>> BEGIN Provided records

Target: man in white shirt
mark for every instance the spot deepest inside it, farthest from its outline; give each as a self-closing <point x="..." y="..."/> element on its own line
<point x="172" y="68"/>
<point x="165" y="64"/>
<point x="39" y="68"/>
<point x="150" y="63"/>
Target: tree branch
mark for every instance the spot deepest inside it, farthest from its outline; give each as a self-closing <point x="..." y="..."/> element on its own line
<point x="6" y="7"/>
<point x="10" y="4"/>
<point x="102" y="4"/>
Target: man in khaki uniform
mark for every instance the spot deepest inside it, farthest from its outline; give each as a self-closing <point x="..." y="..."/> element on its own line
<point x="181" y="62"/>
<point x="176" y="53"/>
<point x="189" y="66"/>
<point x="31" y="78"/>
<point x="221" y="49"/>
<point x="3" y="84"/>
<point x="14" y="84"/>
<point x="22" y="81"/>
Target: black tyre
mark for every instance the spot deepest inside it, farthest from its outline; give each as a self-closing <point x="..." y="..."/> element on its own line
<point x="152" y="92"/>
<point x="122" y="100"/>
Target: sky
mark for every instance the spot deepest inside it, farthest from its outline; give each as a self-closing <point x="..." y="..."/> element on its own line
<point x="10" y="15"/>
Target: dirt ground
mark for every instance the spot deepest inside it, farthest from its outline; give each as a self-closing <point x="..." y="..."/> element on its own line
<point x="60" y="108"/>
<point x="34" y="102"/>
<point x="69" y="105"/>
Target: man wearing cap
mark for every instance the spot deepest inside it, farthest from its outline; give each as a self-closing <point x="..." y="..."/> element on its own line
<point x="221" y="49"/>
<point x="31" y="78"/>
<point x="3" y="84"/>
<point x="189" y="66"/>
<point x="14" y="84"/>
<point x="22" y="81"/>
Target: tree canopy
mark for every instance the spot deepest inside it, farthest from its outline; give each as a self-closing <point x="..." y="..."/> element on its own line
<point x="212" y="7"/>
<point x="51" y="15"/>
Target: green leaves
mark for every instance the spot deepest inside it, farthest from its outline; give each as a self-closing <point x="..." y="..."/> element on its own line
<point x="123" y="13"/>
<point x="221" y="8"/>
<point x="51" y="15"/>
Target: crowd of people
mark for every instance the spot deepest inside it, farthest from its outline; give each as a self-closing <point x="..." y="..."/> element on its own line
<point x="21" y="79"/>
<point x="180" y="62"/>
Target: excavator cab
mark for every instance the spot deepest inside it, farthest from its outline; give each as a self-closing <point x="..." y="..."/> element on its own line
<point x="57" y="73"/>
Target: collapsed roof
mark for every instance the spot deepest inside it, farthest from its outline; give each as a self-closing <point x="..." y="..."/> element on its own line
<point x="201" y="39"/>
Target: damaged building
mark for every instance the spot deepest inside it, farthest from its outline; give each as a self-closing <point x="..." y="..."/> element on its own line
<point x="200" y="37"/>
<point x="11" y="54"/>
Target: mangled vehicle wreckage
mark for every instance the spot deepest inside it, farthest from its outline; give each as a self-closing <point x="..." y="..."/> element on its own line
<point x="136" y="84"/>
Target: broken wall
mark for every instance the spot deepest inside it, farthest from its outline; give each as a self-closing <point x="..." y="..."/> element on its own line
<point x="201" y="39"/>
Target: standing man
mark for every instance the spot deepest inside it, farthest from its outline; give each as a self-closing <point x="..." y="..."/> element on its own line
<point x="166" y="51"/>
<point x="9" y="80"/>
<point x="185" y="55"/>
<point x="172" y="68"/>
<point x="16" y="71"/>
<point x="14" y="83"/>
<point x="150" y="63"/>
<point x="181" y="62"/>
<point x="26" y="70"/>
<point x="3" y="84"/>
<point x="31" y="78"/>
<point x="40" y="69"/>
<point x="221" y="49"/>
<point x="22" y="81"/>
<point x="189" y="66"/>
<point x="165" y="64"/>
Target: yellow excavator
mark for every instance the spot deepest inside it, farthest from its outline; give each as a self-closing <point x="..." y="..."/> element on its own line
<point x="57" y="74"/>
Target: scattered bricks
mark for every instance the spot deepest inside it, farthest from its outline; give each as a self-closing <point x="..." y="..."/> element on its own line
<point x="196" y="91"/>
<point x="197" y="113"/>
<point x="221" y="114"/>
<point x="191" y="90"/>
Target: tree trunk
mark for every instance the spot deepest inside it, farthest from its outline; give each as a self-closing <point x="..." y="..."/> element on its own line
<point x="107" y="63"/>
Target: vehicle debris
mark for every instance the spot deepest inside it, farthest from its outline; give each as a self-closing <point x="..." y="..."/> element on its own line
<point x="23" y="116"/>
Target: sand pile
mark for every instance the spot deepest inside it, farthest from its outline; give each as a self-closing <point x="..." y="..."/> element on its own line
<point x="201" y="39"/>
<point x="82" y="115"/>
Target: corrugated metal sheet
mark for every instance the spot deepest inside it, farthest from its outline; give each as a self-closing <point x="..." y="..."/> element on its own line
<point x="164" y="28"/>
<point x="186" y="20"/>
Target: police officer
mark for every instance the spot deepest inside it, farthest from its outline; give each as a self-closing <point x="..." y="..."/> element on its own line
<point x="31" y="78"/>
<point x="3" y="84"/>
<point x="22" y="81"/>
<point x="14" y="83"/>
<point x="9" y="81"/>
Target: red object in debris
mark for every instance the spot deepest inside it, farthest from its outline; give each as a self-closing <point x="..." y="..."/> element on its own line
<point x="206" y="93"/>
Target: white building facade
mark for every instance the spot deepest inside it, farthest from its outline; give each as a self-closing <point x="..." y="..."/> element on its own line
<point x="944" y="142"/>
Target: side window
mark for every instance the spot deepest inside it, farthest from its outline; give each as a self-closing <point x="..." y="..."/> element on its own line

>> END Provided records

• **What the exercise asks**: Repeat the data above, word for word.

• **Result for this task**:
Target: man in white shirt
mark for every instance the spot deepest inside it, farthest from its outline; give each as a self-closing <point x="..." y="..."/> element on its own line
<point x="172" y="68"/>
<point x="165" y="64"/>
<point x="39" y="68"/>
<point x="150" y="63"/>
Target: tree branch
mark for every instance the spot deepest inside it, farthest from its outline; give each as a self-closing <point x="..." y="..."/> element on its own line
<point x="6" y="7"/>
<point x="10" y="4"/>
<point x="102" y="4"/>
Target: man in khaki uniform
mark for every instance the spot deepest inside it, farthest from its outline; give each as a self-closing <point x="..." y="..."/> element on its own line
<point x="181" y="62"/>
<point x="176" y="53"/>
<point x="189" y="66"/>
<point x="31" y="78"/>
<point x="221" y="49"/>
<point x="3" y="84"/>
<point x="14" y="84"/>
<point x="22" y="81"/>
Target: black tyre
mark for every instance the spot deepest inside it, farthest from its outline; give each as a self-closing <point x="..." y="..."/> element on its own line
<point x="152" y="92"/>
<point x="122" y="100"/>
Target: sky
mark for every instance the spot deepest inside it, farthest from its outline; give each as a self-closing <point x="..." y="..."/> element on its own line
<point x="10" y="15"/>
Target: dirt ground
mark for every instance the spot deepest inside it, farthest from its outline; give each as a self-closing <point x="..." y="..."/> element on its own line
<point x="60" y="108"/>
<point x="34" y="102"/>
<point x="69" y="105"/>
Target: man wearing cap
mark for every instance the spot deepest inside it, farthest from its outline; give each as a self-closing <point x="..." y="..."/> element on its own line
<point x="221" y="49"/>
<point x="31" y="78"/>
<point x="3" y="84"/>
<point x="189" y="66"/>
<point x="14" y="84"/>
<point x="22" y="81"/>
Target: tree canopy
mark for every instance the spot deepest inside it, farthest from its outline; give each as a self-closing <point x="..." y="..."/> element on its own line
<point x="212" y="7"/>
<point x="51" y="15"/>
Target: green leaves
mark for every instance the spot deepest inside it, farthest from its outline; give each as a self-closing <point x="..." y="..."/> element on its own line
<point x="123" y="13"/>
<point x="221" y="8"/>
<point x="51" y="15"/>
Target: crowd of people
mark for every instance the spot deepest inside it, farthest from its outline; give each as a self-closing <point x="..." y="..."/> element on its own line
<point x="21" y="79"/>
<point x="180" y="62"/>
Target: excavator cab
mark for every instance the spot deepest inside it, farthest from its outline; give each as a self-closing <point x="..." y="..."/> element on its own line
<point x="57" y="73"/>
Target: collapsed roof
mark for every instance the spot deepest inside it, farthest from its outline; give each as a self-closing <point x="..." y="..."/> element on its own line
<point x="201" y="39"/>
Target: damaged building
mark for every instance the spot deepest inside it, farthest from its outline; give each as a self-closing <point x="..." y="..."/> element on its own line
<point x="200" y="37"/>
<point x="11" y="54"/>
Target: mangled vehicle wreckage
mark for every instance the spot deepest inside it, farthest from its outline; give each as a self-closing <point x="..." y="..."/> element on its own line
<point x="136" y="84"/>
Target: broken wall
mark for every instance the spot deepest inside it, farthest from its outline; give each as a self-closing <point x="..." y="..."/> element on its own line
<point x="201" y="39"/>
Target: standing man
mark for every instance the spot deepest inside it, farthest from its outline; give each as a self-closing <point x="..." y="..."/> element on its own line
<point x="166" y="51"/>
<point x="9" y="80"/>
<point x="185" y="55"/>
<point x="172" y="68"/>
<point x="16" y="71"/>
<point x="14" y="83"/>
<point x="150" y="63"/>
<point x="181" y="62"/>
<point x="26" y="70"/>
<point x="3" y="84"/>
<point x="31" y="78"/>
<point x="40" y="69"/>
<point x="221" y="49"/>
<point x="22" y="81"/>
<point x="189" y="66"/>
<point x="165" y="64"/>
Target: yellow excavator
mark for every instance the spot deepest inside it, farthest from its outline; give each as a self-closing <point x="..." y="..."/> element on its own line
<point x="57" y="74"/>
Target: scattered bricks
mark for every instance the spot deepest inside it, farthest from its outline; give each as a self-closing <point x="..." y="..."/> element on its own line
<point x="196" y="91"/>
<point x="197" y="113"/>
<point x="221" y="114"/>
<point x="191" y="90"/>
Target: tree trunk
mark for every instance the spot deepest inside it, farthest from its outline; give each as a self-closing <point x="..." y="..."/> element on its own line
<point x="107" y="63"/>
Target: vehicle debris
mark for every instance the spot deepest inside it, farthest from its outline; give each as a self-closing <point x="..." y="..."/> element on its own line
<point x="23" y="116"/>
Target: sand pile
mark for every instance the spot deepest inside it, farthest from its outline; give each as a self-closing <point x="..." y="..."/> element on its own line
<point x="201" y="39"/>
<point x="82" y="115"/>
Target: corrugated metal sheet
mark for every instance the spot deepest inside it, farthest from its outline; give each as a self-closing <point x="..." y="..."/> element on its own line
<point x="164" y="28"/>
<point x="186" y="20"/>
Target: police officer
mark for every instance the spot deepest inside it, farthest from its outline; give each as a self-closing <point x="..." y="..."/> element on its own line
<point x="31" y="78"/>
<point x="3" y="84"/>
<point x="22" y="81"/>
<point x="14" y="83"/>
<point x="9" y="81"/>
Target: red object in debris
mark for every instance the spot deepest inside it, farthest from its outline; give each as a self-closing <point x="..." y="..."/> element on its own line
<point x="206" y="93"/>
Target: white building facade
mark for every instance the spot deepest inside it, farthest from its outline; give each as a self-closing <point x="..." y="..."/> element on its own line
<point x="944" y="142"/>
Target: side window
mark for every instance the spot deepest inside it, farthest from its outline; give each as a self-closing <point x="..." y="..."/> element on its own line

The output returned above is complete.